# trenching rates



## FrunkSlammer

I charge minimum wage when I dig, because that's all it's worth.


----------



## svh19044

I don't charge the customer a "per foot price", just a flat rate price with my own per foot prices built in. 

2' deep trench is about $10/foot with a $500 min. If there are lots of trees or I know the area is more rocky, the price is closer to $15/ft.


----------



## 24 big guy

svh19044 said:


> I don't charge the customer a "per foot price", just a flat rate price with my own per foot prices built in.
> 
> 2' deep trench is about $10/foot with a $500 min. If there are lots of trees or I know the area is more rocky, the price is closer to $15/ft.


Im not charging the customer a per ft rate im trying to figur out what is the rate for labor on trenching and productivity. 

Meaninng on average normal helper can dig an 18"-2' deep trench of 10' per hr thats an examplr.


----------



## chicken steve

It costs anywhere from $75-$150 hr for a machine , plus delivery & dig safe costs . 

That said, do you really want my _haz-been grumpy 'ol posterior_ to take 3 days to go 130', or do you want a machine to knock it off & backfill it by lunch?

- **Entries provided**:
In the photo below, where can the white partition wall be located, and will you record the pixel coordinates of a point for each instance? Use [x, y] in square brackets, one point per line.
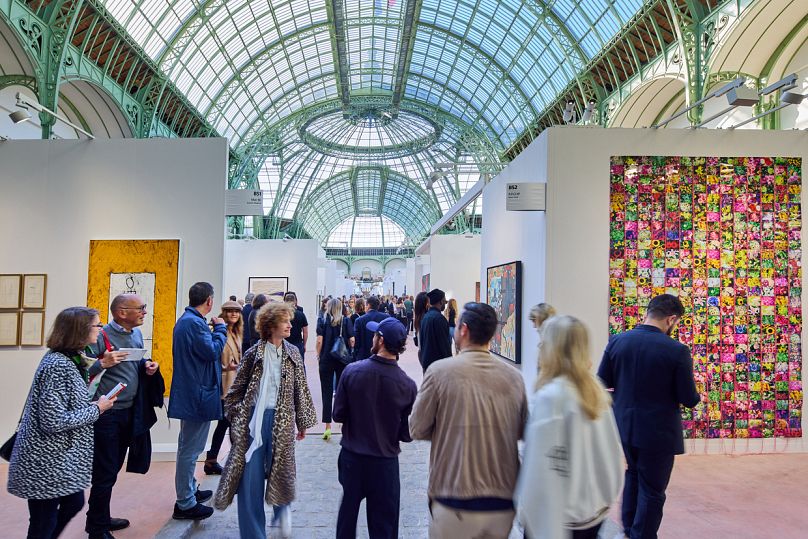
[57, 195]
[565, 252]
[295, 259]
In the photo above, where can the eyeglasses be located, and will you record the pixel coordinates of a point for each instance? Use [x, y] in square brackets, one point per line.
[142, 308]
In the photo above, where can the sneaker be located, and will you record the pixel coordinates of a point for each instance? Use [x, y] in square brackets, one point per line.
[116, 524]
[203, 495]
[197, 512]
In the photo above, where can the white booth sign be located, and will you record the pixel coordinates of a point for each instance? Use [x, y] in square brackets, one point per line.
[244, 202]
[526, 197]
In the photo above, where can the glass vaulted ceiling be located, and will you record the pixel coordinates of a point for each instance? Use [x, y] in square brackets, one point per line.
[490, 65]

==

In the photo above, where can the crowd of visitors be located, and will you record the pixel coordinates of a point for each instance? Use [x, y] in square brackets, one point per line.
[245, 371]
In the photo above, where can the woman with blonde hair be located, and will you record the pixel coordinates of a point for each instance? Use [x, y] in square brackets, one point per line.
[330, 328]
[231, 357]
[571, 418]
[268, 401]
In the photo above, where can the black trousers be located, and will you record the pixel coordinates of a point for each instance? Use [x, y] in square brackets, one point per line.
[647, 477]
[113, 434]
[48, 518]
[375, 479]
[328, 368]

* * *

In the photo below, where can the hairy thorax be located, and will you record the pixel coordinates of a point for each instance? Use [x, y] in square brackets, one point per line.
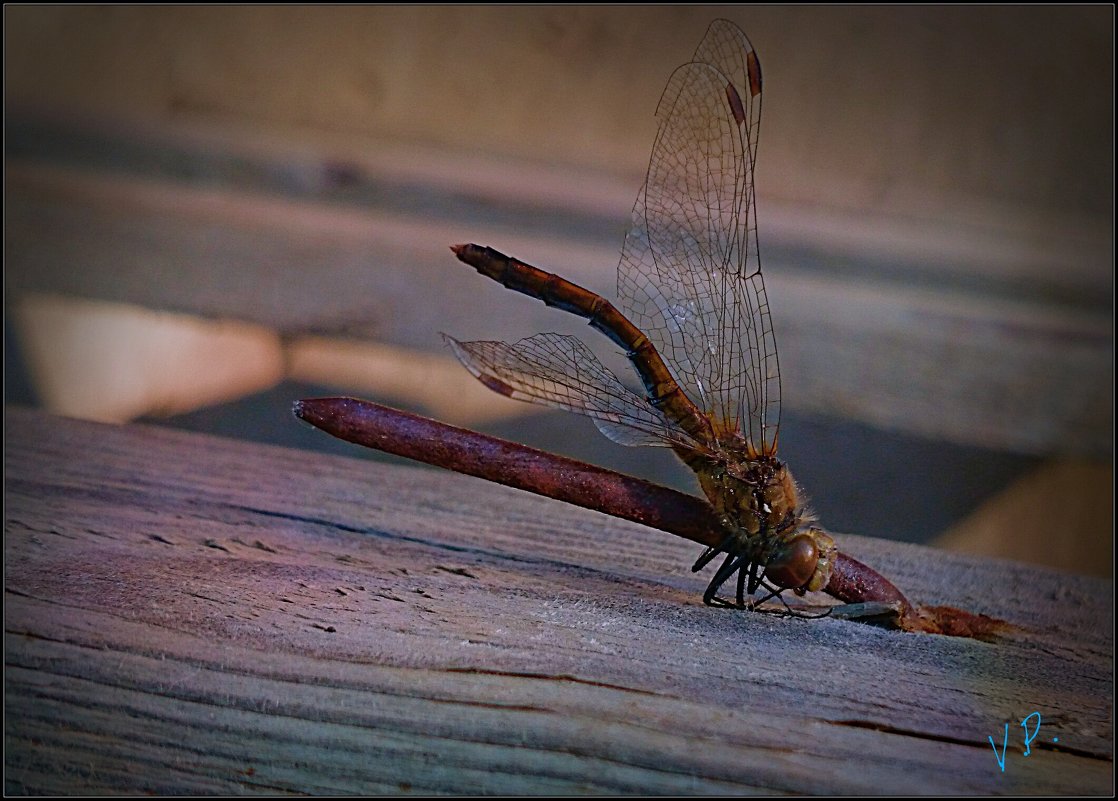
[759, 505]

- **The request**:
Please continue the forum thread on trenching rates from its last post. The rows aren't needed for this.

- **Result of this exercise**:
~CS~


----------



## Kunolop

chicken steve said:


> It costs anywhere from $75-$150 hr for a machine , plus delivery & dig safe costs . That said, do you really want my haz-been grumpy 'ol posterior to take 3 days to go 130', or do you want a machine to knock it off & backfill it by lunch? ~CS~


I agree, we don't dig by hand unless it's absolutely necessary. We rent the the correct size mini excavator and do it ourselves or sub it out on bigger projects. As for pricing, I don't break out the trench I include the pricing in my quote for the complete job. I have had homeowners ask if they can dig the trench themselves to save money which is fine, but then I give them back 75% of my costs to dig it, so we're making more profit. Digging with a machine is easy to estimate, rental, delivery, diesel, and a couple hours to dig and backfill. Once you get good with the machines controls the machine rental and delivery will be cheaper than digging by hand.


----------



## 24 big guy

Kunolop said:


> I agree, we don't dig by hand unless it's absolutely necessary. We rent the the correct size mini excavator and do it ourselves or sub it out on bigger projects. As for pricing, I don't break out the trench I include the pricing in my quote for the complete job. I have had homeowners ask if they can dig the trench themselves to save money which is fine, but then I give them back 75% of my costs to dig it, so we're making more profit. Digging with a machine is easy to estimate, rental, delivery, diesel, and a couple hours to dig and backfill. Once you get good with the machines controls the machine rental and delivery will be cheaper than digging by hand.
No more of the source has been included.